(Task prompt): Put the rows from their first line through the line containing "box: [42, 77, 134, 359]" into a JSON list of strings, one string per line. Include both of those lines and omit any blank lines.

(Record excerpts)

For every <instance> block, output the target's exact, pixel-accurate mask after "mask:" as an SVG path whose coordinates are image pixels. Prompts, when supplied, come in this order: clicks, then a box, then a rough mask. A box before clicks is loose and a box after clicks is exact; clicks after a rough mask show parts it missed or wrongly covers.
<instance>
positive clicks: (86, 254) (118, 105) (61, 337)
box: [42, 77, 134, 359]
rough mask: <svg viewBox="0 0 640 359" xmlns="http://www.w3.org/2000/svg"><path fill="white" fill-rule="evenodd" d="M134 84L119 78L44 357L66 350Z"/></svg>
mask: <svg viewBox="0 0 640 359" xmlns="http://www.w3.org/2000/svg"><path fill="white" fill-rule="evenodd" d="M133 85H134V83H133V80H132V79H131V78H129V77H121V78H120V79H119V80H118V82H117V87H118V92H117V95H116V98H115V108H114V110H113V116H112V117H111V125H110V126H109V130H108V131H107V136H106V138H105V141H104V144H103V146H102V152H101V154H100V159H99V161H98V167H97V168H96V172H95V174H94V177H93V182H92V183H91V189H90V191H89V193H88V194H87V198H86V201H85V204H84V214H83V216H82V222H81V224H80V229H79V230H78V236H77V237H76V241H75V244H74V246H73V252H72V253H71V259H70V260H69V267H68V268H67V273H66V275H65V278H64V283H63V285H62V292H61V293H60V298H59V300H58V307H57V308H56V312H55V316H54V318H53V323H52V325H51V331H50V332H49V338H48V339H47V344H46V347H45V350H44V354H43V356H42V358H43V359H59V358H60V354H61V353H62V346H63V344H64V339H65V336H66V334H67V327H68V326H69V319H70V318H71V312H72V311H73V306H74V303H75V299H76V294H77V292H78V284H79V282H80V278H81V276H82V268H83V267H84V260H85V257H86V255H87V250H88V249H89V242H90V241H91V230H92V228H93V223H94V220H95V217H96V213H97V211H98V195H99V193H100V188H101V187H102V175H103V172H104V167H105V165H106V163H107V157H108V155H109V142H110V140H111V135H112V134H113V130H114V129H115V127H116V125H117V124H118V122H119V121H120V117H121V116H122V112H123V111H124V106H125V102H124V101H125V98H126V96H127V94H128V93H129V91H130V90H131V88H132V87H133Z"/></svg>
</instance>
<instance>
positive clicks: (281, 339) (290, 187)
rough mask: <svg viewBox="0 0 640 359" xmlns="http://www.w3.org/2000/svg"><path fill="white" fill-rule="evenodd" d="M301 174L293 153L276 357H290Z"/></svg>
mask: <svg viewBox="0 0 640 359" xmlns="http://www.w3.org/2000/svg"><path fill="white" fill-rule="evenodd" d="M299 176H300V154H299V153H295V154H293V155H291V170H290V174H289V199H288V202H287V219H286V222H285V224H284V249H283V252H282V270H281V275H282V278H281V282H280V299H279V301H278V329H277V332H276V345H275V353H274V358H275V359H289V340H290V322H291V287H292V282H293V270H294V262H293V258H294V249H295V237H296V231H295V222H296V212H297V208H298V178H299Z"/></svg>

(End Record excerpts)

(Output of the exercise):
[
  "For every <instance> block, output the target's exact, pixel-accurate mask after \"mask:\" as an SVG path whose coordinates are image pixels. Prompts, when supplied, come in this order: clicks, then a box, then a rough mask. A box before clicks is loose and a box after clicks is exact; clicks after a rough mask show parts it missed or wrongly covers.",
  "<instance>",
  "positive clicks: (86, 254) (118, 105) (61, 337)",
  "box: [42, 77, 134, 359]"
]